Dataset excerpts:
■ ■ ■ ■ ■

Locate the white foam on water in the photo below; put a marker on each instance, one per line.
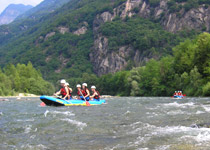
(28, 129)
(27, 120)
(66, 113)
(206, 108)
(143, 149)
(151, 114)
(46, 112)
(203, 136)
(79, 124)
(163, 147)
(127, 112)
(179, 105)
(199, 112)
(139, 141)
(32, 147)
(32, 137)
(200, 135)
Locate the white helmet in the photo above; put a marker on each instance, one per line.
(67, 84)
(93, 87)
(63, 81)
(78, 85)
(85, 84)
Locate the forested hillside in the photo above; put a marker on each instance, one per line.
(188, 70)
(90, 38)
(23, 79)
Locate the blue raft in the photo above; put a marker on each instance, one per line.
(51, 101)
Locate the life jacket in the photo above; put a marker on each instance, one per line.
(97, 96)
(70, 94)
(63, 92)
(84, 92)
(78, 93)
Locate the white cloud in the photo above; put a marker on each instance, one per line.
(5, 3)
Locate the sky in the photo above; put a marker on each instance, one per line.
(5, 3)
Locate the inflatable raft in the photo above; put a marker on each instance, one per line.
(178, 97)
(51, 101)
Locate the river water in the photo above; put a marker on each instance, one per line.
(125, 123)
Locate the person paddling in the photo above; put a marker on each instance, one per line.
(85, 92)
(64, 92)
(70, 91)
(96, 95)
(79, 91)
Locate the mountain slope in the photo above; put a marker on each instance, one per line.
(94, 36)
(44, 8)
(28, 20)
(12, 12)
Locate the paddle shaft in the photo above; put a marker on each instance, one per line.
(84, 98)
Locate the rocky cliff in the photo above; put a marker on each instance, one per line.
(105, 61)
(12, 12)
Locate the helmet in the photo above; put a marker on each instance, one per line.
(67, 84)
(63, 81)
(93, 87)
(85, 84)
(78, 85)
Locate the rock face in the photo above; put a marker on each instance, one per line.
(12, 12)
(63, 30)
(80, 31)
(105, 61)
(49, 35)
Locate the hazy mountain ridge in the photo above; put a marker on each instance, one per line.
(79, 37)
(12, 12)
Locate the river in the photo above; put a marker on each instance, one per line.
(125, 123)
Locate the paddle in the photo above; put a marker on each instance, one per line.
(87, 103)
(43, 104)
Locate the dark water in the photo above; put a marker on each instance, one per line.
(122, 124)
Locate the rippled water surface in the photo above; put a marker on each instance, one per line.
(121, 124)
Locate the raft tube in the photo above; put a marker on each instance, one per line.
(51, 101)
(178, 97)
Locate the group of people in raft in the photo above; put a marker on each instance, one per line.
(178, 93)
(83, 92)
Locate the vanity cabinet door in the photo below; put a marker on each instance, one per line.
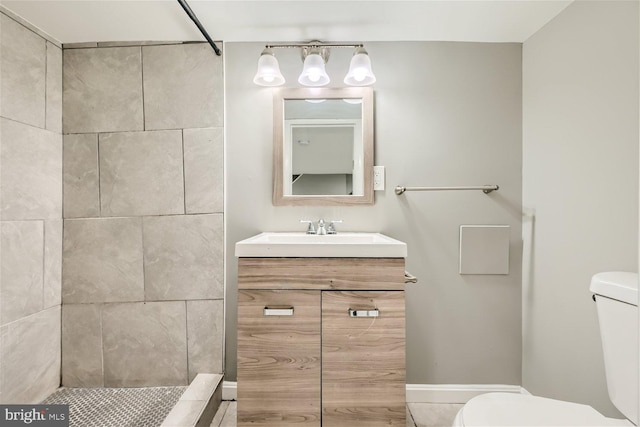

■ ■ ■ ■ ■

→ DIRECTIONS FOR THIS TASK:
Print the lines from the line with "Locate the rippled" to the end of the data above. Include both ends, exclude the pictures, and add nothing else.

→ OUTPUT OF THE TASK:
Locate the rippled water surface in the photo above; put a marker on each instance, one per line.
(121, 124)
Locate the raft tube in the photo above; put a marker on each instance, one per line.
(51, 101)
(178, 97)
Locate the group of people in raft in the photo above; put a marker on each instance, one per line.
(178, 93)
(83, 92)
Locate the vanity cabinet door in the photo below; put a marker on each instance, one per line.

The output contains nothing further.